__What this task involves__:
Reproduce each of the following rows verbatim, omitting the pictures from your answer.

__Provided material__:
* Start *

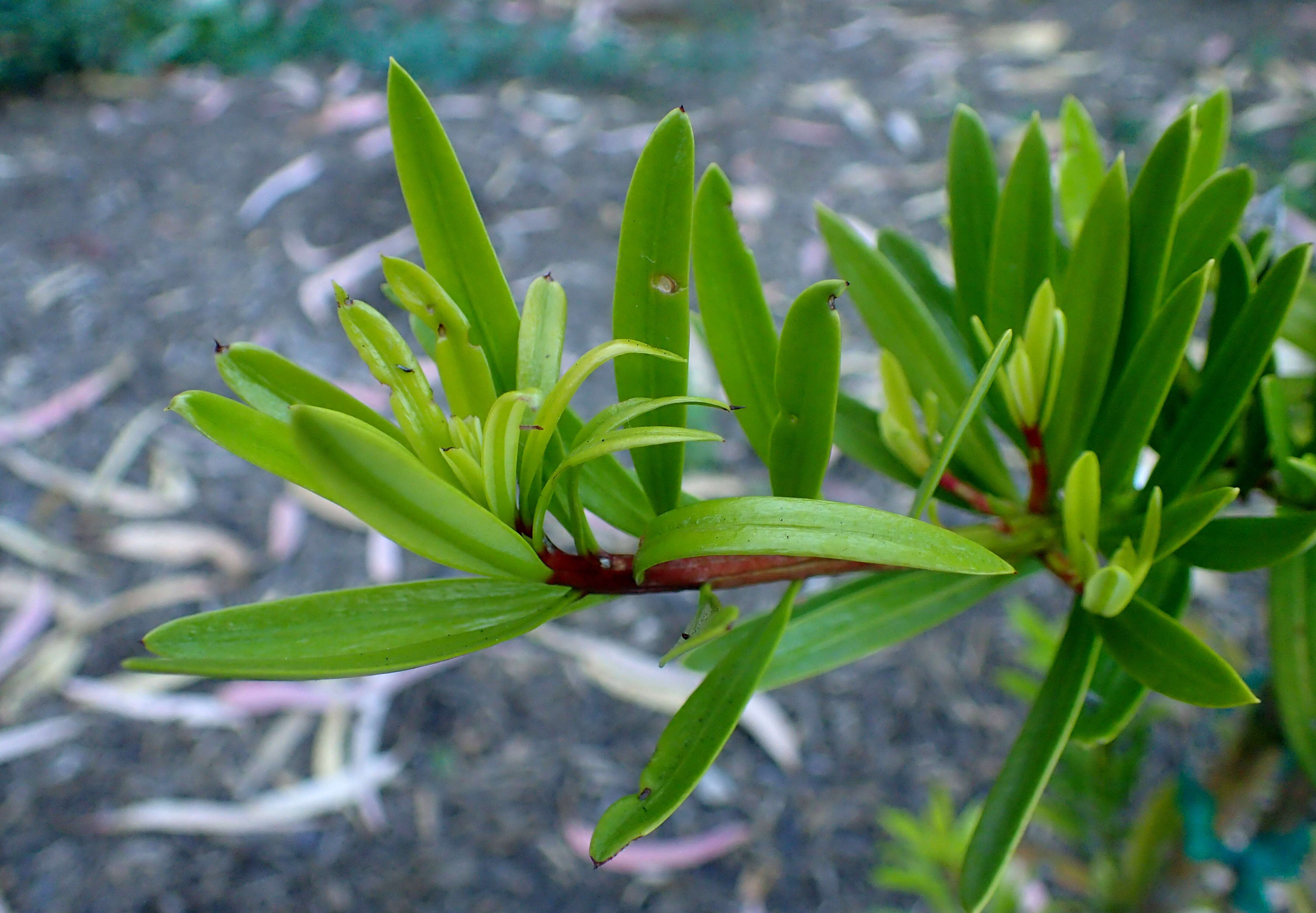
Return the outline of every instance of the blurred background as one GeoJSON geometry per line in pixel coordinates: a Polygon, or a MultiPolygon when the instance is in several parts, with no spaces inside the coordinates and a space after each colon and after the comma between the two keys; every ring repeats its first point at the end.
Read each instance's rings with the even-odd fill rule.
{"type": "MultiPolygon", "coordinates": [[[[983,795],[1026,706],[1028,651],[1065,603],[1045,579],[774,692],[784,714],[737,733],[655,835],[684,855],[629,871],[592,871],[579,829],[632,788],[671,683],[628,679],[633,654],[582,662],[597,653],[582,638],[661,654],[686,595],[619,599],[555,637],[375,684],[117,671],[178,614],[436,572],[162,412],[220,391],[212,349],[236,339],[382,401],[329,282],[382,305],[378,254],[416,255],[384,126],[390,57],[432,95],[517,297],[546,271],[566,287],[579,354],[611,335],[626,183],[678,104],[697,167],[736,185],[779,314],[832,270],[815,200],[945,262],[961,101],[1008,157],[1034,109],[1050,129],[1074,93],[1136,164],[1190,99],[1228,86],[1228,160],[1252,162],[1288,234],[1316,239],[1316,4],[0,4],[0,909],[937,909],[871,880],[879,813],[983,795]]],[[[871,338],[844,320],[844,383],[875,401],[871,338]]],[[[717,395],[695,355],[692,392],[717,395]]],[[[583,407],[611,395],[600,372],[583,407]]],[[[734,426],[717,428],[726,445],[691,447],[691,491],[766,492],[734,426]]],[[[911,496],[845,459],[825,492],[911,496]]],[[[772,592],[741,596],[755,609],[772,592]]],[[[1259,599],[1253,575],[1195,579],[1194,612],[1242,668],[1259,599]]],[[[1161,713],[1148,776],[1224,725],[1161,713]]],[[[1023,909],[1055,902],[1051,881],[1021,883],[1023,909]]]]}

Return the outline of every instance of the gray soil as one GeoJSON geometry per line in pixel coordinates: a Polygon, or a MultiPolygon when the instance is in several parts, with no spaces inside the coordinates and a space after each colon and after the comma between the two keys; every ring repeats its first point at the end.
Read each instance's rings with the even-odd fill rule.
{"type": "MultiPolygon", "coordinates": [[[[483,114],[447,126],[482,210],[499,226],[494,237],[508,276],[553,270],[571,296],[569,350],[580,353],[608,334],[616,208],[636,157],[632,149],[608,151],[622,136],[608,132],[655,121],[684,104],[696,121],[700,168],[717,160],[737,185],[770,188],[770,212],[761,208],[746,221],[774,307],[784,307],[830,268],[816,253],[815,200],[944,243],[936,200],[925,196],[940,188],[940,176],[925,166],[942,153],[955,103],[974,104],[1005,137],[1034,108],[1053,117],[1073,91],[1103,134],[1119,137],[1137,162],[1145,151],[1137,142],[1140,132],[1145,139],[1142,128],[1208,84],[1220,64],[1234,68],[1240,109],[1269,97],[1265,59],[1316,50],[1312,33],[1291,28],[1288,16],[1288,4],[1242,0],[775,3],[762,32],[746,37],[759,46],[751,70],[703,82],[670,78],[661,89],[482,84],[465,91],[487,100],[483,114]],[[832,30],[863,14],[873,24],[869,37],[838,47],[832,30]],[[991,26],[1023,20],[1061,20],[1071,36],[1058,54],[1036,61],[994,50],[990,36],[999,33],[979,41],[991,26]],[[1242,78],[1240,68],[1248,70],[1242,78]],[[837,78],[853,80],[870,103],[875,129],[848,129],[833,112],[790,103],[794,87],[837,78]],[[536,95],[545,88],[575,95],[580,120],[536,113],[536,105],[542,111],[551,101],[536,95]],[[917,121],[921,147],[909,143],[901,151],[891,139],[886,124],[896,109],[917,121]],[[570,124],[578,124],[575,147],[551,154],[557,147],[547,132],[570,124]],[[500,164],[515,180],[491,183],[500,164]],[[553,214],[524,214],[541,208],[553,214]],[[526,225],[540,229],[520,230],[526,225]]],[[[70,82],[34,97],[0,99],[0,174],[7,175],[0,178],[0,275],[8,278],[0,293],[0,403],[11,410],[32,405],[118,351],[138,359],[128,383],[101,407],[32,443],[38,455],[91,470],[141,409],[183,389],[220,391],[211,358],[216,338],[257,338],[326,375],[368,380],[337,326],[312,325],[297,309],[305,272],[290,262],[283,238],[301,233],[340,257],[404,225],[391,159],[359,158],[353,142],[361,129],[317,133],[312,112],[280,99],[265,79],[229,87],[233,103],[208,122],[196,121],[195,103],[176,80],[126,88],[70,82]],[[324,157],[324,175],[254,229],[242,226],[238,203],[262,178],[311,150],[324,157]],[[87,282],[34,313],[26,289],[75,264],[86,268],[87,282]]],[[[362,89],[378,88],[379,75],[366,74],[362,89]]],[[[1271,136],[1284,139],[1283,132],[1271,136]]],[[[353,291],[384,304],[378,282],[370,276],[353,291]]],[[[874,346],[853,312],[845,320],[857,355],[848,363],[848,384],[863,391],[874,346]]],[[[580,404],[588,412],[609,395],[604,375],[580,404]]],[[[180,421],[171,420],[161,439],[200,484],[197,503],[183,517],[215,524],[258,549],[280,484],[180,421]]],[[[766,484],[744,446],[695,458],[715,489],[766,484]]],[[[145,468],[136,467],[129,479],[143,483],[145,468]]],[[[909,497],[846,460],[834,468],[829,493],[896,509],[909,497]]],[[[8,472],[0,472],[0,503],[5,516],[88,550],[116,522],[53,505],[8,472]]],[[[113,672],[141,653],[139,638],[150,628],[176,614],[271,593],[362,585],[362,542],[312,521],[293,558],[265,562],[220,600],[105,629],[80,675],[113,672]]],[[[97,558],[93,575],[61,583],[91,600],[158,572],[97,558]]],[[[408,578],[434,572],[408,556],[408,578]]],[[[1236,637],[1254,633],[1258,587],[1230,585],[1234,599],[1216,591],[1212,604],[1198,601],[1198,610],[1211,612],[1236,637]]],[[[1048,612],[1063,605],[1058,587],[1041,576],[1009,593],[1048,612]]],[[[759,608],[770,597],[747,593],[744,604],[759,608]]],[[[76,741],[0,766],[0,893],[22,913],[722,912],[753,909],[742,904],[763,889],[772,910],[907,906],[908,897],[884,896],[869,884],[875,816],[883,805],[921,806],[929,784],[946,784],[965,801],[990,783],[1023,709],[994,684],[1017,649],[1003,601],[775,692],[803,739],[803,770],[784,774],[757,743],[733,735],[717,762],[730,793],[721,801],[692,799],[657,837],[744,821],[754,839],[661,881],[591,871],[566,850],[561,827],[596,820],[633,788],[665,718],[608,697],[557,656],[516,642],[443,671],[393,703],[384,745],[405,770],[383,792],[388,825],[378,833],[349,813],[278,835],[89,834],[84,825],[95,810],[153,797],[232,799],[267,724],[230,731],[88,716],[76,741]]],[[[569,624],[661,653],[691,606],[687,597],[625,599],[569,624]]],[[[67,709],[47,695],[9,722],[67,709]]],[[[304,776],[308,754],[304,746],[293,755],[284,783],[304,776]]]]}

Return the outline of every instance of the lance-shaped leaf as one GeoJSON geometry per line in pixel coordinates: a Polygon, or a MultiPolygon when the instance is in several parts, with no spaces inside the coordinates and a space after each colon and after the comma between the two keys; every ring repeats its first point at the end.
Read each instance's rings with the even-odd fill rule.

* End *

__Task answer__:
Return the outline of every instance of the blurred background as one GeoJSON geometry per line in pixel coordinates: a Polygon, or a MultiPolygon when the instance is in several parts, with no spaces inside the coordinates and a space after each colon and after the comma between the two keys; every ring repeats its first point at the end.
Read each instance's rings with the even-odd fill rule.
{"type": "MultiPolygon", "coordinates": [[[[983,795],[1026,706],[1028,651],[1065,603],[1045,579],[774,692],[784,714],[737,733],[655,835],[684,855],[629,871],[592,871],[579,829],[632,788],[671,683],[628,679],[633,654],[582,662],[597,653],[582,638],[661,654],[686,595],[619,599],[555,637],[375,684],[117,671],[178,614],[436,572],[162,412],[220,391],[212,349],[236,339],[382,401],[329,282],[382,305],[378,254],[416,255],[384,126],[390,57],[432,95],[517,297],[546,271],[566,287],[579,354],[611,335],[626,183],[678,104],[697,167],[736,185],[779,314],[832,270],[815,200],[945,262],[961,101],[1008,157],[1034,109],[1050,129],[1074,93],[1136,164],[1190,99],[1228,86],[1228,160],[1252,162],[1288,234],[1316,239],[1316,4],[0,4],[0,909],[937,909],[871,880],[879,813],[983,795]]],[[[871,338],[844,320],[844,383],[875,401],[871,338]]],[[[717,395],[695,355],[692,392],[717,395]]],[[[583,407],[611,395],[600,372],[583,407]]],[[[734,426],[717,428],[726,445],[691,447],[691,491],[766,492],[734,426]]],[[[911,496],[845,459],[825,492],[911,496]]],[[[772,592],[741,596],[755,609],[772,592]]],[[[1259,599],[1253,575],[1195,579],[1194,612],[1242,668],[1259,599]]],[[[1161,713],[1148,776],[1224,725],[1161,713]]],[[[1023,909],[1055,902],[1051,881],[1021,883],[1023,909]]]]}

Return the outline of every instance of the gray soil as one GeoJSON geometry per line in pixel coordinates: a Polygon, or a MultiPolygon when the instance is in several parts, with no spaces inside the coordinates and a space after each colon and after the comma between the two keys; every ring repeats its first point at the end.
Read each instance's rings with the even-odd fill rule.
{"type": "MultiPolygon", "coordinates": [[[[483,114],[447,126],[482,210],[499,226],[494,237],[508,276],[553,270],[571,296],[569,350],[580,353],[608,334],[616,208],[636,157],[632,149],[608,151],[622,136],[608,132],[655,121],[684,104],[696,121],[700,168],[717,160],[737,185],[770,188],[770,212],[761,208],[746,221],[774,307],[784,307],[830,268],[816,253],[815,200],[944,243],[936,200],[925,196],[940,188],[940,176],[925,166],[942,153],[955,103],[974,104],[1005,137],[1034,108],[1053,117],[1073,91],[1103,134],[1119,137],[1137,162],[1145,151],[1137,142],[1140,132],[1145,139],[1142,128],[1208,84],[1220,64],[1234,68],[1240,109],[1269,97],[1265,59],[1316,50],[1312,33],[1291,28],[1288,16],[1288,4],[1242,0],[775,3],[762,32],[746,37],[759,46],[751,70],[703,82],[670,78],[661,89],[482,84],[465,91],[487,100],[483,114]],[[832,30],[863,14],[873,24],[869,37],[838,47],[832,30]],[[991,26],[1023,20],[1061,20],[1071,36],[1058,54],[1036,61],[994,50],[990,36],[999,33],[979,41],[991,26]],[[1242,78],[1240,68],[1248,70],[1242,78]],[[837,78],[853,80],[870,103],[875,129],[848,129],[833,112],[790,103],[794,87],[837,78]],[[536,95],[545,88],[575,95],[580,120],[536,113],[536,105],[542,111],[551,101],[536,95]],[[917,121],[921,147],[909,143],[901,151],[891,139],[886,124],[896,109],[917,121]],[[570,124],[578,124],[575,147],[551,154],[557,147],[547,132],[570,124]],[[500,164],[515,180],[491,183],[500,164]],[[553,214],[524,214],[541,208],[553,214]],[[526,225],[540,229],[520,230],[526,225]]],[[[70,82],[34,97],[0,99],[0,174],[7,175],[0,178],[0,275],[8,278],[0,293],[0,403],[11,410],[32,405],[118,351],[138,359],[128,383],[101,407],[32,443],[38,455],[91,470],[141,409],[183,389],[220,391],[211,358],[216,338],[257,338],[326,375],[368,380],[337,326],[312,325],[297,309],[305,272],[290,262],[283,238],[301,233],[340,257],[404,225],[391,159],[359,158],[353,142],[361,129],[317,133],[312,112],[280,99],[265,79],[229,87],[233,103],[208,122],[196,121],[195,103],[176,80],[126,88],[70,82]],[[324,157],[324,175],[254,229],[242,226],[238,203],[262,178],[311,150],[324,157]],[[87,282],[34,313],[26,289],[75,264],[86,268],[87,282]]],[[[362,89],[378,88],[379,75],[366,74],[362,89]]],[[[1271,136],[1284,139],[1283,132],[1271,136]]],[[[353,291],[384,304],[378,282],[370,276],[353,291]]],[[[874,346],[853,312],[845,320],[857,355],[848,363],[848,384],[863,391],[874,346]]],[[[580,404],[588,412],[609,395],[604,375],[580,404]]],[[[180,421],[171,420],[161,439],[200,484],[197,503],[183,517],[215,524],[258,549],[280,484],[180,421]]],[[[766,484],[744,446],[695,458],[715,489],[766,484]]],[[[145,468],[136,467],[129,479],[143,483],[145,468]]],[[[909,497],[846,460],[834,468],[829,493],[896,509],[909,497]]],[[[8,472],[0,472],[0,503],[5,516],[88,550],[116,522],[53,505],[8,472]]],[[[113,672],[141,653],[139,638],[150,628],[176,614],[271,593],[362,585],[362,542],[312,521],[293,558],[265,562],[220,600],[105,629],[80,675],[113,672]]],[[[97,558],[93,575],[61,583],[91,600],[158,572],[97,558]]],[[[408,578],[434,572],[408,556],[408,578]]],[[[1236,637],[1254,633],[1258,587],[1230,585],[1234,599],[1216,591],[1212,604],[1198,601],[1198,610],[1211,612],[1236,637]]],[[[1048,612],[1063,605],[1058,587],[1041,576],[1009,593],[1048,612]]],[[[759,608],[770,597],[747,593],[744,604],[759,608]]],[[[76,741],[0,766],[0,893],[22,913],[722,912],[753,909],[742,904],[763,889],[772,910],[907,906],[908,897],[884,896],[869,884],[875,816],[883,805],[921,806],[929,784],[946,784],[965,801],[990,783],[1023,709],[994,684],[1017,649],[1003,601],[775,692],[803,739],[803,770],[784,774],[757,743],[733,735],[717,762],[730,793],[721,801],[692,799],[657,837],[744,821],[754,839],[661,881],[591,871],[566,850],[561,827],[596,820],[633,788],[665,718],[608,697],[557,656],[516,642],[443,671],[393,703],[384,745],[405,770],[383,792],[388,825],[378,833],[349,813],[278,835],[89,834],[84,825],[95,810],[153,797],[232,799],[267,724],[230,731],[88,716],[76,741]]],[[[569,624],[661,653],[691,606],[687,597],[625,599],[569,624]]],[[[67,709],[47,695],[9,722],[67,709]]],[[[304,776],[308,754],[304,746],[293,755],[284,783],[304,776]]]]}

Return the outline of every instance of the lance-shaped leaf as one GeoJSON geometry per line in pixel coordinates: a Polygon, or a MultiPolygon when the instance is in several parts, with no spaces inside the coordinates and a space after each colon and after the comma between the two keys; every ring repeats its first point at the end.
Read each instance's rings with the even-odd fill rule.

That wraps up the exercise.